● **Reading passage**:
╔══

- Battle of St. Regis: Part of War of 1812
| Date | October 23, 1812 |
| Location | Akwesasne |
| Result | American victory |

Belligerents
- United Kingdom Lower Canada; ;: United States

Commanders and leaders
- Captain Louvigny de Montigny: Major Guilford Dudley Young

Strength
- 45: 200

Casualties and losses
- 5 killed 40 captured: None

= Battle of St. Regis =

Battle

The Battle of St. Regis was a military skirmish during the War of 1812, occurring on October 23, 1812, on the Saint Lawrence River front at the U.S.–Canadian border. Two miles outside of St. Regis, 45 Canadian voyageurs were stationed in a house to watch for American attacks and provide confidence to the Mohawks in the area. A larger American force under Major Guilford Dudley was able to surprise the Canadians and take most of them captive.

==Background==
The village of St. Regis was on land belonging to the Mowhawk first nation tribe. Forty-five Canadian voyageurs were stationed 2 miles from St. Regis to watch for American attacks and give confidence to the Natives in the area. Seven miles away the Americans built a blockhouse at French Mills. One hundred Americans commanded by Major Guilford Dudley Young left their Blockhouse at French Mills and marched against the Canadians at St. Regis.

╚══

● **Exercise input**:
╔══

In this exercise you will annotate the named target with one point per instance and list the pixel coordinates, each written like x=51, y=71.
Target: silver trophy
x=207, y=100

╚══
╔══

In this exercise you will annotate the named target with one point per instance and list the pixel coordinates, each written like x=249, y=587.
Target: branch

╚══

● **Work to do**:
A - Format the listing lines from the one containing "like x=51, y=71." through the one containing "x=207, y=100", inclusive, as a Markdown table with the columns Row and Line, omitting any blank lines.
B - Resume the Battle of St. Regis article where it stops.
The article on the Battle of St. Regis and the listing have no connection to each other.

● **Task responses**:
A -
| Row | Line |
|---|---|
| 1 | In this exercise you will annotate the named target with one point per instance and list the pixel coordinates, each written like x=51, y=71. |
| 2 | Target: silver trophy |
| 3 | x=207, y=100 |

B -
==Action==
At 5:00 am, the Americans arrived a half-mile from the Canadians and hid behind a small hill. They rested, prepared, and made a plan of attack. Most of the Canadians were sleeping in a house except for a few on guard duty. The plan of attack was for Captain Lyon to lead a detachment on their right to go up the St. Regis River and to the rear of the house. Captain Dilden led a detachment whose goal was to move along the St. Lawrence River and capture the Canadians' boats. The main force under Young advanced directly towards the house. Youngs' force stopped 150 yards from the house and opened fire on the guards. Lyon's force also engaged with Canadians at the rear of the house. After the first volley from Young and Lyon's men the Canadians surrendered. Five Canadians had been killed and another 40 were taken prisoner.

==Aftermath==
The victorious Americans looted the house the Canadians were staying in as well as the dead Voyageurs. While many of the Americans involved were ordered to Plattsburgh many stayed at French Mills. British and Canadian soldiers would lead a successful attack on French Mills killing or capturing many of the Americans who were at St. Regis.

==Sources==
- Hannings, Bud (2012). "The War of 1812: A Complete Chronology with biographies of 63 General Officers"
- Bonaparte, Darren (2018). "October 23, 1812: The Skirmish at St. Regis"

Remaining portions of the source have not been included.